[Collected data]
==========
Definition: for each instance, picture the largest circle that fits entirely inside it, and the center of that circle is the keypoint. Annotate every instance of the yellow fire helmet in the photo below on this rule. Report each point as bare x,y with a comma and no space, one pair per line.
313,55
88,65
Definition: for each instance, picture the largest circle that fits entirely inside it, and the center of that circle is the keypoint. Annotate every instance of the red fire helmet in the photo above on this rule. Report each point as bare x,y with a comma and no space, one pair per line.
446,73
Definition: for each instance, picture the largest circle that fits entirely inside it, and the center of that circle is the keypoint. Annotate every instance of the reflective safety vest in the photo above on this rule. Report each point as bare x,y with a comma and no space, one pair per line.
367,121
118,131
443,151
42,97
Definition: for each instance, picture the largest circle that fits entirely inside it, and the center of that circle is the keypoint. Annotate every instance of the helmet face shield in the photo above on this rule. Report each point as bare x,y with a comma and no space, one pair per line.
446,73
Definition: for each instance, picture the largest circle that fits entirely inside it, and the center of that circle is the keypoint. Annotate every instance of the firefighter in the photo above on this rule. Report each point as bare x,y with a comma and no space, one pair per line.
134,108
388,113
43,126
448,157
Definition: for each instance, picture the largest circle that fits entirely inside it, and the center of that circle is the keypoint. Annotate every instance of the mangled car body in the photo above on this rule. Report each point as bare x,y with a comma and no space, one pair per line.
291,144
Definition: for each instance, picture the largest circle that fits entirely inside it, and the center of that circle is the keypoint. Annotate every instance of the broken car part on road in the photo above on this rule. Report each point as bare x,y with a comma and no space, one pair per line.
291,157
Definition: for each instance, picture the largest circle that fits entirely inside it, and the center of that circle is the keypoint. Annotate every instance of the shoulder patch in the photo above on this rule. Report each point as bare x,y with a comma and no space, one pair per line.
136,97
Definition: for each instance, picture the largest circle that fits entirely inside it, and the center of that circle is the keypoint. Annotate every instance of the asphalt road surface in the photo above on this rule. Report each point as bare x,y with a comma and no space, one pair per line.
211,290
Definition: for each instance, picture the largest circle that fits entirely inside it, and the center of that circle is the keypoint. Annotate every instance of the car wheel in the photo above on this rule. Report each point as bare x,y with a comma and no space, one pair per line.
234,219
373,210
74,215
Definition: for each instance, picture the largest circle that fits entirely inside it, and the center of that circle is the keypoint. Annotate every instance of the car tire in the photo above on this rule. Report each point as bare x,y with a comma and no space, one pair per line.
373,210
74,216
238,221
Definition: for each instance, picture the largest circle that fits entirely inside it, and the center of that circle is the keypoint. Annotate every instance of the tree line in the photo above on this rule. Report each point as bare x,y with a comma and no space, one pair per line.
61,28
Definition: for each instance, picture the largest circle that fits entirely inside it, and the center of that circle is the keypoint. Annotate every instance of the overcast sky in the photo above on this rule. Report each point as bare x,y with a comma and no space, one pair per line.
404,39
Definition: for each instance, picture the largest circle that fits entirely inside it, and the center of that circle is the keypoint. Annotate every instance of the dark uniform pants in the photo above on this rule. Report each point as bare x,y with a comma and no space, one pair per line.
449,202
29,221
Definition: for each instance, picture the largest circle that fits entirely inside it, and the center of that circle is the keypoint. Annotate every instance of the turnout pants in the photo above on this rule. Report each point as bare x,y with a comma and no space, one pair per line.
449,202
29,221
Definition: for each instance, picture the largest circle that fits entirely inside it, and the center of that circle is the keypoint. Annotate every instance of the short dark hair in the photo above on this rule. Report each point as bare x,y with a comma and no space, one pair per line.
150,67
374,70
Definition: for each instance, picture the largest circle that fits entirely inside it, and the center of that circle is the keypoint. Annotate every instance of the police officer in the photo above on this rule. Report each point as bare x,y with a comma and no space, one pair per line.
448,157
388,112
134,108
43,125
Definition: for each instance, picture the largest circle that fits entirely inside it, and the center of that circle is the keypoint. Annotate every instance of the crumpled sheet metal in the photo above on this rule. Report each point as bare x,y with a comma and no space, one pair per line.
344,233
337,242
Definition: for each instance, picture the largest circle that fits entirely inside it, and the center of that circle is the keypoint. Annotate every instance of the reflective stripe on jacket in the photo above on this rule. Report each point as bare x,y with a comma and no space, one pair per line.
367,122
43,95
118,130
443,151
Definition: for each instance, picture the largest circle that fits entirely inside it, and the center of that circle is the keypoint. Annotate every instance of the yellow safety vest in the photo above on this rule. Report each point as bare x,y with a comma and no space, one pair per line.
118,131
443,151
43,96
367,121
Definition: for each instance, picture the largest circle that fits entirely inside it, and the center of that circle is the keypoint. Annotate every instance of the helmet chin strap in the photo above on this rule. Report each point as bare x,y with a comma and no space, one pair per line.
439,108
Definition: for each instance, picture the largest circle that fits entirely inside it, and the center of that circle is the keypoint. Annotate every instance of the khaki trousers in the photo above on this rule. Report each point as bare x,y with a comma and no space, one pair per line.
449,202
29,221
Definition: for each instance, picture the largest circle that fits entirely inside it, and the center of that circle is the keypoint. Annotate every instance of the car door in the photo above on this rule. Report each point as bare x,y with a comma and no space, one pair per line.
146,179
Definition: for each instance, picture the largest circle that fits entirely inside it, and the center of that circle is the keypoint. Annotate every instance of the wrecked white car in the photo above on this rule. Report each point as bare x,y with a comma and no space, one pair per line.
==========
What you will do: Can you copy all of the lines above word for word, with nothing changed?

Problem solution:
Definition: for each instance, picture the largest circle that fits entirely inside it, and the center of that circle is the keypoint. Annotate every instance of the yellow fire helmet in the photo below on this rule. Report each point as bare x,y with a comma and no space, one pair per line.
313,55
88,65
Definition: for each instance, picture the largest circle that fits entirely inside it, and the center of that circle is the keypoint. Annotate every instance of the red fire helmet in the photo above on this rule. Report each point as bare x,y with a comma and no space, one pair per line.
446,73
Definition: for each instance, picture the largest circle that fits entirely inside it, and the center of that circle is the keypoint. Annotate every instance of the reflective safety vest in the photo above on this rule. Report each point as bare x,y with a comma and no space, one pair per line.
367,121
118,131
443,151
42,97
Definition: for each instance, picture the largest circle that fits entirely inside it, and the center of that circle is the keypoint. Annotate every instance of the helmet face shield in the photo above on this rule. Report each point as bare x,y with a comma and no space, one pair per line.
446,73
Definition: for each instance, picture the largest circle that fits entirely inside it, and the center of that circle is the keypoint. Annotate every instance of the firefighter in the photo above on this rule. Report each point as bare x,y with a comma and no space, one pair per line.
134,108
388,113
43,126
448,157
Definition: for each instance, picture the largest circle that fits entirely inside it, and the center of that circle is the keypoint. Annotate every instance of the mangled car body in the photo above on this rule. Report each point as bare x,y with a comma and no space, one pair per line.
291,144
Definition: for each instance, picture the largest circle that fits entirely inside it, and the center of that circle is the keypoint. Annotate every instance of the broken car part on road in the photo above on this rule. Report each point as bare x,y with a comma and no space, one pair per line.
291,157
Definition: for each instance, picture the largest circle that fits entirely inside it, and the center of that circle is the keypoint. Annotate every instance of the shoulder patch in the photo above on this rule. Report each point as bare x,y with a comma and no space, one pair per line.
136,97
Definition: for each instance, picture the largest circle that fits entirely inside it, and the center of that circle is the keypoint. Annotate every instance of the asphalt road surface in the photo above on this rule. Report each point as bare x,y with a comma and no space, one pair per line.
211,290
Definition: for each instance, picture the largest circle that fits entirely inside it, and the center of that circle is the keypoint. Annotate every instance of the car wheel in the photo above on this rule. Report each point as bare x,y with a comma and no space, one pair per line.
234,219
373,210
74,215
Definition: for each instance, picture the largest circle that fits entirely inside it, and the center of that circle is the keypoint. Annotate every instance of the car tire in the photo above on this rule. Report each point as bare x,y with a comma and no space, one pair per line.
373,210
74,216
238,221
Definition: for each instance, picture the largest circle that fits entirely inside it, and the center of that circle is the keypoint. Annotate every instance of the tree line in the photo above on this rule. Report each point as bare x,y with a comma and no space, one pair per line.
61,28
Definition: for each instance, picture the largest circle that fits entirely inside it, and the center of that circle is the keypoint. Annotate every instance of the overcast sky in the photo above on this rule. Report each point as bare x,y with a comma and no space, one pair per line.
404,39
Definition: for each instance, picture the largest circle that fits entirely inside it, and the center of that circle is the keypoint. Annotate every instance of the dark uniform pants in the photo above on this rule. Report each point as bare x,y with a comma and no space, one pair per line.
449,202
29,221
Definition: for each instance, picture the largest circle that fits entirely inside it, and the center of that circle is the keypoint. Annotate every instance of the turnout pants in the photo above on this rule. Report each point as bare x,y with a comma and no space, one pair per line.
449,202
29,221
Definition: for each instance, picture the largest circle that fits entirely inside it, and the center of that circle is the keypoint. Annotate every instance of the short dark hair in the photo above on this rule. Report each point as bare x,y with a comma and no space, one pair per line.
150,67
374,70
Definition: for each instance, picture the largest circle that fits entirely inside it, and the center of that circle is the keypoint. Annotate every instance of the police officer in the photo above on this rule. Report each point as bare x,y with a comma and no space, one pair per line.
448,157
388,112
134,108
43,125
Definition: for each instance, picture the largest circle that fits entirely inside it, and the center of that circle is the keypoint. Annotate every instance of the crumpled sheet metal in the photo above on this rule. Report each point as bare x,y with a comma and no space, one pair per line.
344,233
337,242
Definition: for each instance, picture the largest circle that fits entirely inside it, and the center of that circle is the keypoint. Annotate every instance of the reflective stripe on jacket in the photo above on this rule. Report each point as bare x,y with a comma and no space, one pair per line.
367,122
43,95
118,130
443,151
Definition: for each instance, picture the largest circle that fits entirely inside it, and the center of that circle is the keypoint. Annotate every instance of the yellow safety vest in the photo above on this rule. Report each point as bare x,y with a comma and no space, one pair per line.
118,131
443,151
43,96
367,121
Definition: for each instance, picture the largest circle that fits entirely inside it, and the center of that circle is the keypoint. Annotate every instance of the helmet chin strap in the photo above on this rule. Report each point as bare x,y with a comma and no space, one pair per line.
439,108
Definition: for each instance, picture the largest circle that fits entirely inside it, and the center of that circle is the keypoint. Annotate every instance of the khaki trousers in the photo above on this rule. Report each point as bare x,y with a comma and no space, one pair per line.
449,202
29,221
Definition: for each instance, picture the largest circle that fits entirely inside it, and the center of that circle is the keypoint. Annotate every instance of the car door in the photo above on this rule. Report each point as bare x,y with a comma and no space, one pair per line.
146,179
Definition: for each instance, picture the largest circle that fits entirely inside it, and the center of that circle is the keypoint. Annotate every instance of the wrecked white car in the photo above on this rule. Report each point as bare x,y with a comma and no space, one pair per line.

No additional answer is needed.